* Start TEXT SHOWN *
# Dubia colony in the garage?



## anth.payne (Jul 28, 2009)

Just wondering what anyone might suggest for a heating method for keeping a colony in the garage? As I know they need 30C.


----------



## jonnyboy86 (Jul 7, 2009)

i keep mine in a shed in the garden. a heat mat covering half the bottom seems to do the trick. during cold winter days i heat the shed with a small radiator which might be a problem for you but if you have only one rub of roaches you could just add another mat to the side


----------



## The Roach Hut (Mar 29, 2008)

the roach hut is just a shed in the garden but is well insulated. and heating provided by oil filled radiator hardly on due to insulation. link to other info on my site below.


----------



## Nix (Jan 23, 2008)

heat cable wrapped around the sides of the bin they are growing in. Attach to a stat and voila


----------



## nunny (Jun 12, 2011)

mines in garage ,insulated with kingspan and 2 heat mats in tub budy..no radiator in garage but might install wood burner at later date


----------



## The Roach Hut (Mar 29, 2008)

tidy i dont need to the shed was purpose built just to house my roaches, it costs around 5k to build it lol


----------



## nunny (Jun 12, 2011)

wow 5k,thats some shed..its a palace up to my little garage l.o.l.


----------



## madavies65 (Jan 21, 2009)

ours are kept inside, in insulated cupboards now, makes for a tidy room though I have also looked into building a custom 'shed' next year.

Was thinking double insulated garage style but about 2/3 the size. Have not cost it up though yet.. can imagine they would be expensive!


----------
* End TEXT SHOWN *
* Start LISTED ENTRIES *
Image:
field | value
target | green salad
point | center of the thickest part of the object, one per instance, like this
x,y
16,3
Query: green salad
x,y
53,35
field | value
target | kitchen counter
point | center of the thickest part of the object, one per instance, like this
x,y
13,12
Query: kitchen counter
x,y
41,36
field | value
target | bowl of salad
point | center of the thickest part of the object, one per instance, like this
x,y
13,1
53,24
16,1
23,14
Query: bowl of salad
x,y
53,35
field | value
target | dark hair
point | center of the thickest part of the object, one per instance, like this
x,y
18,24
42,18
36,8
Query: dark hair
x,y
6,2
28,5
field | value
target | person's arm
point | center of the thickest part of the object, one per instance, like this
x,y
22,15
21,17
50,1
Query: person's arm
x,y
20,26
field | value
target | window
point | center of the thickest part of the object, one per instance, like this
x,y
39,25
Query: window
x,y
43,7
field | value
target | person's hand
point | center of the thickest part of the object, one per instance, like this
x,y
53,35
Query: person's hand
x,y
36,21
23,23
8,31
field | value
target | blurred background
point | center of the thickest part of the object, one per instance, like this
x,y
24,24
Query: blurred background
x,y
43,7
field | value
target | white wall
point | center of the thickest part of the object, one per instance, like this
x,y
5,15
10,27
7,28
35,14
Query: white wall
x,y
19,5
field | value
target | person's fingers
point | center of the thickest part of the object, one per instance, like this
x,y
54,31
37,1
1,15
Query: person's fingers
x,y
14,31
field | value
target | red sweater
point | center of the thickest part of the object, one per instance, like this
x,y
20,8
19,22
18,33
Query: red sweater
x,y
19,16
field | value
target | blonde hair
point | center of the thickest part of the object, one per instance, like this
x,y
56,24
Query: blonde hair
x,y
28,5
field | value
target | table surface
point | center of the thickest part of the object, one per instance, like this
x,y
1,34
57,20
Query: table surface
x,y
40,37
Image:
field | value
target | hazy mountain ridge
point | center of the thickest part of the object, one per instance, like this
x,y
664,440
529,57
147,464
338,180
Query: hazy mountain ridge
* End LISTED ENTRIES *
* Start LISTED ENTRIES *
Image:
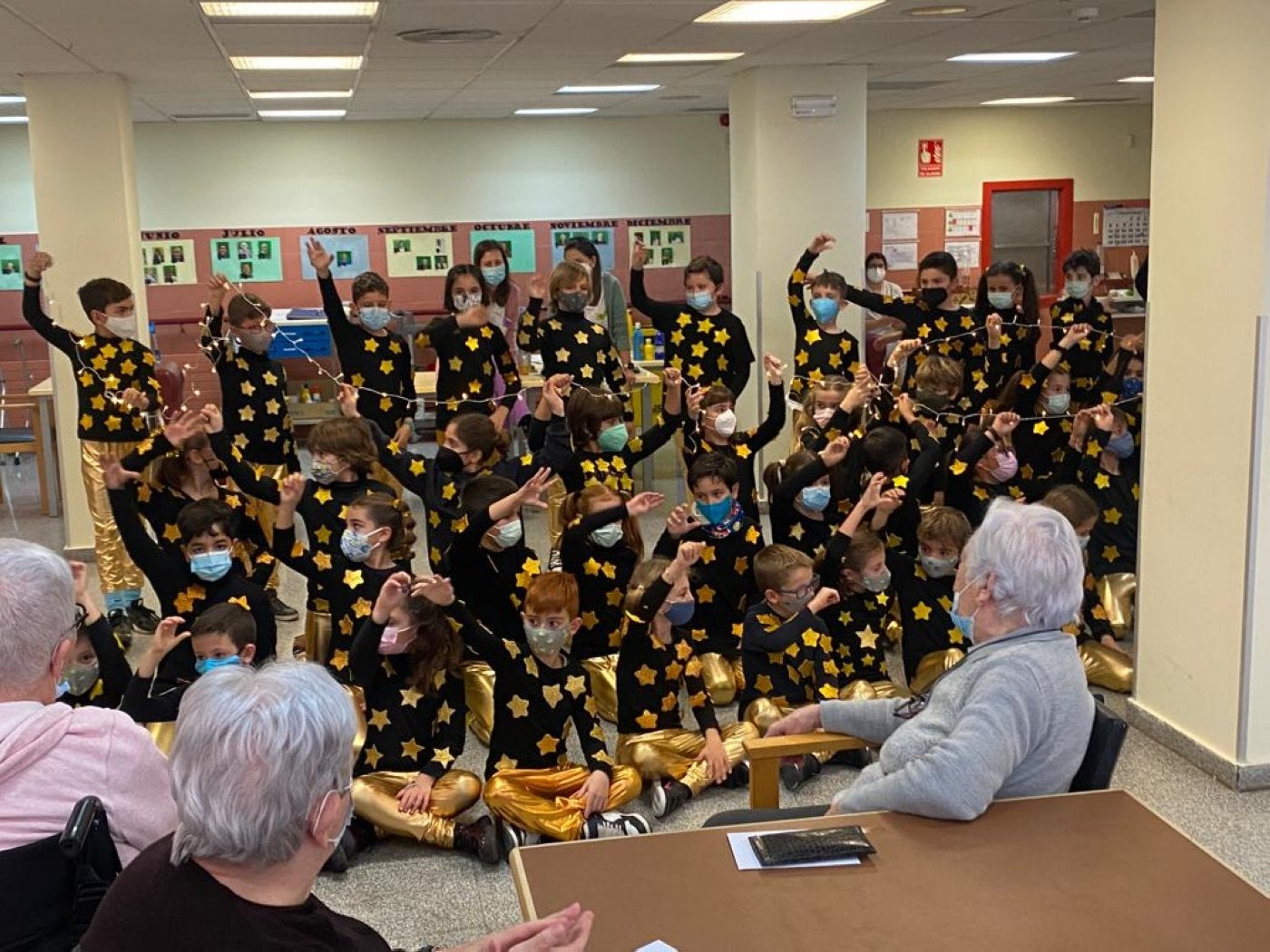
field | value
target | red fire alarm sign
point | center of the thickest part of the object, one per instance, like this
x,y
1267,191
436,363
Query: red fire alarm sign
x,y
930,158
* End LISTED ENTRIES *
* Start LISTED ENTRIES *
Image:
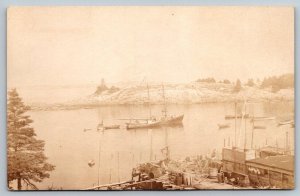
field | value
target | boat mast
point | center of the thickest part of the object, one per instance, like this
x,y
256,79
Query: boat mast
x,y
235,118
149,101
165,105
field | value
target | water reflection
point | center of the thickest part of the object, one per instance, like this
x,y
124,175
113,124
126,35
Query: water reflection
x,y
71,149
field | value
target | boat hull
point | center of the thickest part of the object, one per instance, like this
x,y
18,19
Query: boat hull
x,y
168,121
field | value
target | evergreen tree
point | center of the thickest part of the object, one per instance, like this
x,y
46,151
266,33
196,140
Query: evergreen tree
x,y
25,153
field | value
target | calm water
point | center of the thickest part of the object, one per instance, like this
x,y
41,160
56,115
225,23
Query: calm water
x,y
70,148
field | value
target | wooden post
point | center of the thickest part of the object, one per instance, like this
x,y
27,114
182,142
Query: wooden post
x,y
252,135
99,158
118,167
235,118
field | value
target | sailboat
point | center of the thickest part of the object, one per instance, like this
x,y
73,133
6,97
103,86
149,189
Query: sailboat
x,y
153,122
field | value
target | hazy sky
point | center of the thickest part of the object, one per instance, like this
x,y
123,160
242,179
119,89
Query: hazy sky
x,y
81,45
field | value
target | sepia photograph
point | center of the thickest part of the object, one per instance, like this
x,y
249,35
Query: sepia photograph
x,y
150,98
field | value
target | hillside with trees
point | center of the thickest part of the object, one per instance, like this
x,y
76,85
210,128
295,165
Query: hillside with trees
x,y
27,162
* End LISTED ENTRIES *
**TASK LIST**
• a. Rewrite the paragraph of the forum thread beginning "ours are kept inside" as a short bulleted list that keeps its main facts.
• b. Summarize the forum thread in two sentences.
None of the items is needed here.

**REPLIES**
• a.
- The roaches are kept indoors in insulated cupboards.
- This arrangement makes for a tidy room.
- Building a custom shed next year has also been considered.

• b. One poster asks how to heat a dubia colony kept in a garage, noting that the roaches need 30C. Replies describe heat mats, a heat cable wrapped around the sides of the bin, insulated sheds or garages, and radiators for cold days.